• _DATASET ENTRIES_:
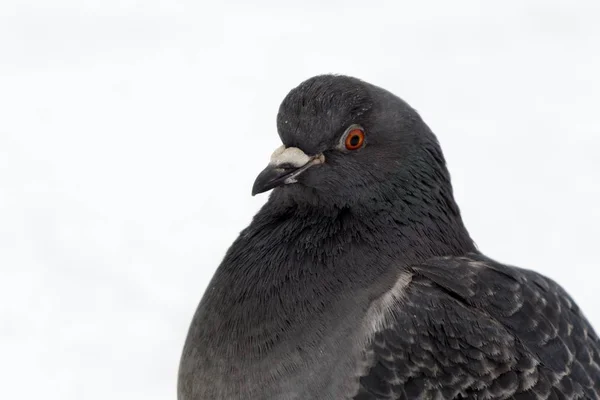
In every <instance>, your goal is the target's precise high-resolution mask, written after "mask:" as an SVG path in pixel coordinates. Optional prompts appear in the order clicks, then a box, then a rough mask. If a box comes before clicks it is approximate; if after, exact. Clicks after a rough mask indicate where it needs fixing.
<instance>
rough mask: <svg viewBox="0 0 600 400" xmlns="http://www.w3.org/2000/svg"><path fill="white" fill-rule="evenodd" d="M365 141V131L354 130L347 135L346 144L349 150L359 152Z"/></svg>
mask: <svg viewBox="0 0 600 400" xmlns="http://www.w3.org/2000/svg"><path fill="white" fill-rule="evenodd" d="M364 141H365V131H363V130H362V128H354V129H352V130H351V131H350V132H348V135H346V140H345V141H344V144H345V145H346V148H347V149H348V150H357V149H360V148H361V147H362V145H363V143H364Z"/></svg>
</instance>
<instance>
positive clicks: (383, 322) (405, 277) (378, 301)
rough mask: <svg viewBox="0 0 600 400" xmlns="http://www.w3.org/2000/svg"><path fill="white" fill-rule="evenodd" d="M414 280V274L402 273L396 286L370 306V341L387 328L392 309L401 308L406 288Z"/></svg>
mask: <svg viewBox="0 0 600 400" xmlns="http://www.w3.org/2000/svg"><path fill="white" fill-rule="evenodd" d="M411 280H412V274H410V273H408V272H401V273H400V275H399V276H398V279H397V280H396V282H395V283H394V286H392V288H391V289H390V290H388V291H387V292H385V293H384V294H383V295H382V296H381V297H379V298H378V299H377V300H375V301H373V302H372V303H371V305H370V306H369V310H368V311H367V314H366V321H365V323H366V327H365V328H366V338H367V339H370V338H372V337H373V335H374V334H375V333H376V332H378V331H380V330H382V329H383V328H385V322H386V319H387V316H388V315H389V313H390V309H393V308H397V307H399V306H400V303H401V301H402V299H403V298H404V295H405V293H406V288H407V286H408V285H409V284H410V282H411Z"/></svg>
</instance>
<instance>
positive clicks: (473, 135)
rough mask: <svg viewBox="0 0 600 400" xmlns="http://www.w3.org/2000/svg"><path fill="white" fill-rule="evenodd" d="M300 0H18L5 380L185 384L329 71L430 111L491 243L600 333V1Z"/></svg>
mask: <svg viewBox="0 0 600 400" xmlns="http://www.w3.org/2000/svg"><path fill="white" fill-rule="evenodd" d="M285 3H287V2H279V1H272V2H267V1H252V2H246V1H238V2H233V1H227V2H210V1H192V0H190V1H157V0H143V1H142V0H139V1H135V0H101V1H100V0H99V1H91V0H90V1H84V0H81V1H75V0H73V1H67V0H53V1H42V0H37V1H31V0H30V1H22V0H2V1H1V2H0V268H1V274H0V382H1V383H0V398H2V399H42V398H43V399H68V400H71V399H73V400H79V399H85V400H87V399H94V400H95V399H98V400H100V399H102V400H103V399H128V400H131V399H144V400H147V399H175V397H176V394H175V393H176V390H175V388H176V373H177V367H178V362H179V355H180V351H181V348H182V345H183V342H184V338H185V335H186V333H187V328H188V324H189V322H190V319H191V317H192V314H193V312H194V310H195V308H196V305H197V303H198V301H199V300H200V297H201V295H202V293H203V291H204V288H205V287H206V285H207V283H208V280H209V279H210V277H211V276H212V274H213V272H214V270H215V268H216V267H217V265H218V264H219V262H220V260H221V258H222V256H223V255H224V252H225V251H226V249H227V247H228V246H229V244H230V243H231V242H232V241H233V240H234V238H235V237H236V235H237V234H238V232H239V231H240V230H241V229H243V228H244V227H245V226H246V225H247V224H248V222H249V221H250V219H251V217H252V215H253V214H254V213H255V212H256V210H258V208H259V207H260V206H261V204H262V203H263V202H264V201H265V200H266V195H261V196H257V197H255V198H252V197H251V196H250V189H251V186H252V183H253V180H254V177H255V175H256V174H257V173H258V172H259V171H260V170H261V169H262V168H263V166H264V165H265V163H266V162H267V160H268V157H269V155H270V153H271V151H272V150H273V149H274V148H275V147H277V146H278V145H279V139H278V136H277V133H276V130H275V116H276V112H277V108H278V106H279V103H280V101H281V100H282V98H283V97H284V96H285V95H286V93H287V92H288V91H289V90H290V89H291V88H292V87H294V86H295V85H297V84H298V83H300V82H301V81H302V80H304V79H306V78H308V77H310V76H312V75H315V74H319V73H327V72H336V73H345V74H350V75H354V76H357V77H359V78H362V79H364V80H367V81H370V82H372V83H374V84H377V85H380V86H383V87H385V88H387V89H389V90H391V91H393V92H394V93H396V94H398V95H400V96H401V97H403V98H404V99H405V100H407V101H408V102H409V103H411V104H412V105H413V106H414V107H416V108H417V109H418V110H419V111H420V112H421V114H422V115H423V117H424V118H425V120H426V121H427V122H428V123H429V125H430V126H431V127H432V129H433V130H434V132H436V133H437V135H438V137H439V139H440V141H441V143H442V146H443V148H444V150H445V154H446V157H447V160H448V163H449V167H450V170H451V173H452V177H453V182H454V187H455V193H456V197H457V200H458V201H459V204H460V205H461V208H462V211H463V214H464V218H465V220H466V224H467V226H468V227H469V230H470V232H471V234H472V235H473V237H474V238H475V240H476V242H477V244H478V245H479V247H480V249H481V250H482V251H484V252H485V253H486V254H488V255H489V256H491V257H493V258H496V259H498V260H501V261H504V262H508V263H512V264H517V265H520V266H523V267H527V268H531V269H534V270H537V271H539V272H541V273H544V274H546V275H548V276H550V277H552V278H554V279H556V280H557V281H559V282H560V283H561V284H562V285H563V286H564V287H565V288H566V289H567V290H568V291H569V292H570V293H572V295H573V296H574V297H575V299H576V300H577V301H578V302H579V304H580V306H581V307H582V308H583V309H584V310H585V312H586V314H587V315H588V317H589V319H590V320H591V321H592V323H594V324H595V325H596V326H597V327H598V329H600V296H599V291H600V285H599V284H598V278H599V277H600V272H599V271H600V265H599V263H598V248H599V246H600V245H599V243H598V240H599V239H600V157H599V156H598V153H599V151H600V148H599V145H600V118H599V117H598V116H599V106H600V73H599V72H598V71H600V50H599V49H600V24H598V21H599V20H600V3H599V2H598V1H587V2H586V1H564V2H555V1H548V0H546V1H536V2H532V1H520V0H514V1H502V2H481V1H439V2H435V3H433V2H428V1H419V2H416V1H414V2H400V1H387V2H382V1H364V0H363V1H348V0H344V1H342V0H340V1H303V2H298V1H296V2H289V3H290V4H285ZM484 3H485V5H484ZM492 3H493V4H492Z"/></svg>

• _THE TASK_: In the copy you write, the data above must appear exactly, with no pictures.

• _YOUR SOLUTION_:
In every <instance>, your goal is the target's precise high-resolution mask, written after "mask:" as an SVG path in pixel coordinates. Optional prompts appear in the order clicks, then a box, then a rough mask. If a box comes before clicks it is approximate; if after, exact. Clicks after a rough mask indicate where it needs fixing.
<instance>
rough mask: <svg viewBox="0 0 600 400" xmlns="http://www.w3.org/2000/svg"><path fill="white" fill-rule="evenodd" d="M365 141V131L354 130L347 135L346 144L349 150L359 152Z"/></svg>
mask: <svg viewBox="0 0 600 400" xmlns="http://www.w3.org/2000/svg"><path fill="white" fill-rule="evenodd" d="M364 141H365V131H363V130H362V128H354V129H352V130H351V131H350V132H348V135H346V140H345V141H344V144H345V145H346V148H347V149H348V150H357V149H360V148H361V147H362V145H363V143H364Z"/></svg>
</instance>
<instance>
positive clicks: (383, 322) (405, 277) (378, 301)
rough mask: <svg viewBox="0 0 600 400" xmlns="http://www.w3.org/2000/svg"><path fill="white" fill-rule="evenodd" d="M414 280V274L402 273L396 286L370 306V341L387 328L392 309L401 308L406 288Z"/></svg>
mask: <svg viewBox="0 0 600 400" xmlns="http://www.w3.org/2000/svg"><path fill="white" fill-rule="evenodd" d="M411 280H412V274H410V273H408V272H401V273H400V275H399V276H398V279H397V280H396V282H395V283H394V286H392V288H391V289H390V290H388V291H387V292H385V293H384V294H383V295H382V296H381V297H379V298H378V299H377V300H375V301H373V302H372V303H371V305H370V306H369V310H368V311H367V314H366V321H365V323H366V327H365V328H366V338H367V339H370V338H372V337H373V335H374V334H375V333H376V332H378V331H380V330H382V329H383V328H385V322H386V319H387V316H388V315H389V313H390V309H393V308H397V307H399V306H400V303H401V301H402V299H403V298H404V295H405V293H406V288H407V286H408V285H409V284H410V282H411Z"/></svg>
</instance>
<instance>
positive clicks: (473, 135)
rough mask: <svg viewBox="0 0 600 400" xmlns="http://www.w3.org/2000/svg"><path fill="white" fill-rule="evenodd" d="M300 0H18L5 380L185 384L329 71L430 111L491 243L600 333V1Z"/></svg>
mask: <svg viewBox="0 0 600 400" xmlns="http://www.w3.org/2000/svg"><path fill="white" fill-rule="evenodd" d="M285 3H287V2H279V1H272V2H267V1H252V2H246V1H238V2H233V1H227V2H210V1H192V0H190V1H157V0H143V1H142V0H139V1H135V0H101V1H100V0H99V1H91V0H90V1H84V0H81V1H75V0H73V1H67V0H53V1H42V0H37V1H31V0H30V1H22V0H2V1H1V2H0V268H1V274H0V382H1V383H0V398H2V399H42V398H43V399H68V400H71V399H73V400H79V399H85V400H87V399H94V400H95V399H98V400H100V399H102V400H103V399H128V400H131V399H144V400H147V399H175V397H176V394H175V393H176V390H175V388H176V373H177V367H178V362H179V355H180V351H181V348H182V345H183V342H184V338H185V335H186V333H187V328H188V324H189V322H190V319H191V317H192V314H193V312H194V310H195V308H196V305H197V303H198V301H199V300H200V297H201V295H202V293H203V291H204V288H205V287H206V285H207V283H208V280H209V279H210V277H211V276H212V274H213V272H214V270H215V268H216V267H217V265H218V264H219V262H220V260H221V258H222V256H223V255H224V252H225V251H226V249H227V247H228V246H229V244H230V243H231V242H232V241H233V240H234V238H235V237H236V235H237V234H238V232H239V231H240V230H241V229H243V228H244V227H245V226H246V225H247V224H248V222H249V221H250V219H251V217H252V215H253V214H254V213H255V212H256V210H258V208H259V207H260V206H261V204H262V203H263V202H264V201H265V200H266V195H261V196H257V197H255V198H252V197H251V196H250V189H251V186H252V183H253V180H254V177H255V175H256V174H257V173H258V172H259V171H260V170H261V169H262V168H263V166H264V165H265V163H266V162H267V160H268V157H269V155H270V153H271V151H272V150H273V149H274V148H275V147H277V146H278V145H279V139H278V136H277V133H276V130H275V116H276V112H277V108H278V106H279V103H280V101H281V100H282V98H283V97H284V96H285V95H286V93H287V92H288V91H289V90H290V89H291V88H292V87H294V86H295V85H297V84H298V83H300V82H301V81H302V80H304V79H306V78H308V77H310V76H312V75H315V74H319V73H327V72H336V73H345V74H350V75H354V76H357V77H359V78H362V79H364V80H367V81H370V82H372V83H374V84H377V85H380V86H383V87H385V88H387V89H389V90H391V91H393V92H394V93H396V94H398V95H400V96H401V97H403V98H404V99H405V100H407V101H408V102H409V103H411V104H412V105H413V106H414V107H416V108H417V109H418V110H419V111H420V112H421V114H422V115H423V117H424V118H425V120H426V121H427V122H428V123H429V125H430V126H431V127H432V129H433V130H434V132H436V133H437V135H438V137H439V139H440V141H441V143H442V146H443V148H444V150H445V154H446V157H447V160H448V163H449V167H450V170H451V173H452V177H453V182H454V187H455V193H456V197H457V200H458V201H459V204H460V205H461V208H462V211H463V214H464V218H465V220H466V224H467V226H468V227H469V230H470V232H471V234H472V235H473V237H474V238H475V240H476V242H477V244H478V245H479V247H480V249H481V250H482V251H484V252H485V253H486V254H488V255H489V256H491V257H493V258H496V259H498V260H501V261H504V262H508V263H512V264H517V265H520V266H523V267H527V268H531V269H534V270H537V271H539V272H541V273H544V274H546V275H548V276H550V277H552V278H554V279H556V280H557V281H559V282H560V283H561V284H562V285H563V286H564V287H565V288H566V289H567V290H568V291H569V292H570V293H572V295H573V296H574V297H575V299H576V300H577V301H578V302H579V304H580V306H581V307H582V308H583V309H584V310H585V312H586V314H587V315H588V317H589V319H590V320H591V321H592V323H594V324H595V325H596V326H597V327H598V329H600V296H599V291H600V285H599V284H598V278H599V277H600V272H599V271H600V265H599V263H598V248H599V246H600V245H599V243H598V240H599V239H600V157H599V156H598V153H599V151H600V148H599V145H600V118H599V117H598V116H599V106H600V73H599V72H598V71H600V50H599V49H600V24H598V21H599V20H600V3H599V2H598V1H587V2H586V1H564V2H555V1H548V0H546V1H536V2H532V1H520V0H514V1H502V2H481V1H439V2H435V3H433V2H428V1H419V2H416V1H414V2H400V1H387V2H382V1H364V0H363V1H348V0H344V1H342V0H340V1H303V2H298V1H296V2H289V3H290V4H285ZM484 3H485V5H484ZM492 3H493V4H492Z"/></svg>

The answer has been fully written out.